WORK INSTRUCTION —
Exactly reproduce the data from its first line through the line with "negative clicks: (131, 79) (2, 29)", leaving out every line after it.

==========

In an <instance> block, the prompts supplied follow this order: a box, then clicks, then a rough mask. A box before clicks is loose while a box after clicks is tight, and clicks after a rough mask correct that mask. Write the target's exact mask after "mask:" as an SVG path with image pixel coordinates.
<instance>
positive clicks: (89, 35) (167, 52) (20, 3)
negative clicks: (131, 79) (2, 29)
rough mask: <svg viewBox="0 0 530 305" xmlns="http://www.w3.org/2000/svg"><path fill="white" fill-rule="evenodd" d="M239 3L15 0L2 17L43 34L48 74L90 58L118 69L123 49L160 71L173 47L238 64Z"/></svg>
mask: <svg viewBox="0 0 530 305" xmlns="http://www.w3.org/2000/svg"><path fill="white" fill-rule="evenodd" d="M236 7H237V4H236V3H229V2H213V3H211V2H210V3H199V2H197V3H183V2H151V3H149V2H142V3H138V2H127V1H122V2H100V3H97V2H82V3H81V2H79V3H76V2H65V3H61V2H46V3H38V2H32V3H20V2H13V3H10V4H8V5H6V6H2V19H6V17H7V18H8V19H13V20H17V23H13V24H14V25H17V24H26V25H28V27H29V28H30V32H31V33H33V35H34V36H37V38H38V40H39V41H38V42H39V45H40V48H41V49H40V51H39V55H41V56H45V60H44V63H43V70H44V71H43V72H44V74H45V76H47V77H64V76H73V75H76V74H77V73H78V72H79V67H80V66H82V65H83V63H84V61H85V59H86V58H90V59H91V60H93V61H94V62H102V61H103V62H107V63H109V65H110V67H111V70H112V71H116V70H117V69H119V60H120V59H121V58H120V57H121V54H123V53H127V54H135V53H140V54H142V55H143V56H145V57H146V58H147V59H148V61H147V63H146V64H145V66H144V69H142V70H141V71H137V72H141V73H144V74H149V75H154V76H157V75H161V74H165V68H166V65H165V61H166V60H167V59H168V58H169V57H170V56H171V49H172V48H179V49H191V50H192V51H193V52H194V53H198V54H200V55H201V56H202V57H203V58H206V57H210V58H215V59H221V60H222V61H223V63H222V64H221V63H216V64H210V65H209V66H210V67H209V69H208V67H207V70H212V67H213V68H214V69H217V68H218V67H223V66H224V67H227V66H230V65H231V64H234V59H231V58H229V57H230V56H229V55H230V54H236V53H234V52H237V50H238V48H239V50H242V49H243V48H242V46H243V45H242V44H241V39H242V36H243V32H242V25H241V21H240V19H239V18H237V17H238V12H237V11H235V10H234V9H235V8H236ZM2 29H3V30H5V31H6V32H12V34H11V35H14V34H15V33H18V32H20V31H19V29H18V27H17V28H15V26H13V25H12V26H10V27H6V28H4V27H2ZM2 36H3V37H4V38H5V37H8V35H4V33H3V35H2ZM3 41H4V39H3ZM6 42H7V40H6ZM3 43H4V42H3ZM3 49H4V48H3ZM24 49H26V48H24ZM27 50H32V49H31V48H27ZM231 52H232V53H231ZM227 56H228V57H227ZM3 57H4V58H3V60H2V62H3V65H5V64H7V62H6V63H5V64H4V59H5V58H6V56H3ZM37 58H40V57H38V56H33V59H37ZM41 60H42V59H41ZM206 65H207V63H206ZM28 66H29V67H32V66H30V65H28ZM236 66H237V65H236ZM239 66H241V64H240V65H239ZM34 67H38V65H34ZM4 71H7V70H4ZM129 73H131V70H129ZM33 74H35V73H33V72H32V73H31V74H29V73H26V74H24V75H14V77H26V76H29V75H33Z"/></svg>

==========

RESPONSE TO THE EXERCISE —
In an <instance> block, the prompts supplied follow this order: a box, then clicks, then a rough mask. A box before clicks is loose while a box after clicks is tight, and clicks after a rough mask correct that mask. Write the target's exact mask after "mask:" as an SVG path with image pixel coordinates.
<instance>
positive clicks: (89, 35) (167, 52) (20, 3)
negative clicks: (131, 79) (2, 29)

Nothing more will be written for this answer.